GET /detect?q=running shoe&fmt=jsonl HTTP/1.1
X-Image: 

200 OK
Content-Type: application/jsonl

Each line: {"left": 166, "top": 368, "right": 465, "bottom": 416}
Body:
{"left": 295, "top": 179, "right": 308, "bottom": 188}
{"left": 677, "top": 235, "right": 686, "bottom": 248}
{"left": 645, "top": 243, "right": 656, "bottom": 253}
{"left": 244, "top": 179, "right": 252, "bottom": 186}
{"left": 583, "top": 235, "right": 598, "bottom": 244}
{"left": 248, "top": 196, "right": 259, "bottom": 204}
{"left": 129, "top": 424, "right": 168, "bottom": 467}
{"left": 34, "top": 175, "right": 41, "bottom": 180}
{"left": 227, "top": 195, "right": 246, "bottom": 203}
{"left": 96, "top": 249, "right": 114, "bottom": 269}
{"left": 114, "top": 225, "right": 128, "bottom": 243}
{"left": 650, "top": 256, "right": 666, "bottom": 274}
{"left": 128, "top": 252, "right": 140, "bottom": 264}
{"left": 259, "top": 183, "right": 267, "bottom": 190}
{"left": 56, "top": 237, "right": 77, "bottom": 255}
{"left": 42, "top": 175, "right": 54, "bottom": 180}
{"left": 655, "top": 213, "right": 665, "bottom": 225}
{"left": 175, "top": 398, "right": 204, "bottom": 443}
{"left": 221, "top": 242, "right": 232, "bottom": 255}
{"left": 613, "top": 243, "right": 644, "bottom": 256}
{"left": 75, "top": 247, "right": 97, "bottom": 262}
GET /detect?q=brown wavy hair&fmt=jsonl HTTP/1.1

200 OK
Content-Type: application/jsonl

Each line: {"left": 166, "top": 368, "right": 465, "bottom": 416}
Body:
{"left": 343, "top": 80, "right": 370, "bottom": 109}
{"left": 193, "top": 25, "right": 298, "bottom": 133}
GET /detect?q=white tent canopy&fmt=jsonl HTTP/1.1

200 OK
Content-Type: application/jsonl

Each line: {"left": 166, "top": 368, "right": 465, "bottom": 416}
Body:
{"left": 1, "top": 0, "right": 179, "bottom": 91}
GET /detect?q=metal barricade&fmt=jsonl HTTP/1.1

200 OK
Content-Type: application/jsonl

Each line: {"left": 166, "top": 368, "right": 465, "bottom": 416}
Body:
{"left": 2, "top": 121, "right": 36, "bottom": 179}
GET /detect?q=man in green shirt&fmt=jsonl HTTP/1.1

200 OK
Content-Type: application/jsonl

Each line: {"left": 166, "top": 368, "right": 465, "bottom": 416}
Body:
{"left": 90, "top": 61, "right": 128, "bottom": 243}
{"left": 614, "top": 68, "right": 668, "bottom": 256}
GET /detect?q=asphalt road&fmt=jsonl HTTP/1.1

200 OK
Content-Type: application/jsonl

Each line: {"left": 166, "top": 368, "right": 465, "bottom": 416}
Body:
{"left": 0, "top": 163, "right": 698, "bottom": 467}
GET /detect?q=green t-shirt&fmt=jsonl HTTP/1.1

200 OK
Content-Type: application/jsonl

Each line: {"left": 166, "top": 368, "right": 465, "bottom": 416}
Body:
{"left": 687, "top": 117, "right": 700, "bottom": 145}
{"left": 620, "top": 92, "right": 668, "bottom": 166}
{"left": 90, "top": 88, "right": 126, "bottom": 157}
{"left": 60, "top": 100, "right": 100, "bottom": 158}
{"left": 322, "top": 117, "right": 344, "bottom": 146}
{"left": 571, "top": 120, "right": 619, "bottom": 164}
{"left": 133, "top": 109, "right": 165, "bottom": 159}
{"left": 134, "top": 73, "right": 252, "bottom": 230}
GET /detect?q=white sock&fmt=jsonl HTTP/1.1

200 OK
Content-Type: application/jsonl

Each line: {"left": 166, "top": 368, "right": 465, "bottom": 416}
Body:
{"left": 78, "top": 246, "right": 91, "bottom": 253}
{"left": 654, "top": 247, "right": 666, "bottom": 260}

TASK: Each line above is to be set down again verbatim.

ANSWER BELOW:
GET /detect?q=running shoe&fmt=jsonl HTTP/1.1
X-Image: 

200 OK
Content-Type: application/jsonl

Each line: {"left": 166, "top": 368, "right": 465, "bottom": 416}
Body:
{"left": 295, "top": 179, "right": 308, "bottom": 188}
{"left": 677, "top": 235, "right": 686, "bottom": 248}
{"left": 645, "top": 243, "right": 656, "bottom": 253}
{"left": 244, "top": 179, "right": 252, "bottom": 186}
{"left": 583, "top": 235, "right": 598, "bottom": 244}
{"left": 248, "top": 196, "right": 259, "bottom": 204}
{"left": 129, "top": 424, "right": 168, "bottom": 467}
{"left": 34, "top": 175, "right": 41, "bottom": 180}
{"left": 227, "top": 195, "right": 246, "bottom": 203}
{"left": 96, "top": 249, "right": 114, "bottom": 269}
{"left": 114, "top": 225, "right": 128, "bottom": 243}
{"left": 650, "top": 256, "right": 666, "bottom": 274}
{"left": 128, "top": 252, "right": 140, "bottom": 264}
{"left": 259, "top": 183, "right": 267, "bottom": 190}
{"left": 56, "top": 237, "right": 77, "bottom": 255}
{"left": 42, "top": 175, "right": 54, "bottom": 180}
{"left": 655, "top": 213, "right": 665, "bottom": 225}
{"left": 175, "top": 398, "right": 204, "bottom": 443}
{"left": 221, "top": 242, "right": 232, "bottom": 255}
{"left": 613, "top": 243, "right": 644, "bottom": 256}
{"left": 75, "top": 247, "right": 97, "bottom": 262}
GET /detect?q=brown wavy hair&fmt=jsonl HTTP/1.1

200 OK
Content-Type: application/jsonl

Each line: {"left": 166, "top": 368, "right": 465, "bottom": 416}
Body:
{"left": 343, "top": 80, "right": 370, "bottom": 109}
{"left": 193, "top": 25, "right": 298, "bottom": 133}
GET /detect?q=white tent canopy&fmt=jsonl HTTP/1.1

200 OK
Content-Type: application/jsonl

Each line: {"left": 166, "top": 368, "right": 465, "bottom": 416}
Body:
{"left": 1, "top": 0, "right": 179, "bottom": 91}
GET /detect?q=metal barricade&fmt=jsonl HTTP/1.1

200 OK
Content-Type: application/jsonl

Each line: {"left": 166, "top": 368, "right": 465, "bottom": 416}
Body:
{"left": 2, "top": 121, "right": 36, "bottom": 179}
GET /detect?q=man in green shirt&fmt=jsonl HTTP/1.1

200 OK
Content-Type: application/jsonl

Each line: {"left": 166, "top": 368, "right": 465, "bottom": 416}
Body:
{"left": 90, "top": 61, "right": 128, "bottom": 243}
{"left": 614, "top": 68, "right": 668, "bottom": 256}
GET /detect?q=asphalt road&fmt=jsonl HTTP/1.1

200 OK
Content-Type: application/jsonl

Each line: {"left": 166, "top": 368, "right": 465, "bottom": 416}
Body:
{"left": 0, "top": 163, "right": 698, "bottom": 467}
GET /detect?q=green t-shirt&fmt=jsonl HTTP/1.1

200 OK
Content-Type: application/jsonl

Each line: {"left": 166, "top": 368, "right": 465, "bottom": 416}
Body:
{"left": 687, "top": 117, "right": 700, "bottom": 145}
{"left": 620, "top": 92, "right": 668, "bottom": 166}
{"left": 90, "top": 88, "right": 126, "bottom": 157}
{"left": 60, "top": 100, "right": 100, "bottom": 158}
{"left": 322, "top": 117, "right": 344, "bottom": 146}
{"left": 571, "top": 120, "right": 619, "bottom": 164}
{"left": 133, "top": 109, "right": 165, "bottom": 159}
{"left": 134, "top": 73, "right": 252, "bottom": 230}
GET /detect?q=white sock&fmt=jsonl HTTP/1.1

200 OK
Content-Type: application/jsonl

Each line: {"left": 166, "top": 368, "right": 465, "bottom": 416}
Body:
{"left": 78, "top": 246, "right": 91, "bottom": 253}
{"left": 654, "top": 247, "right": 666, "bottom": 260}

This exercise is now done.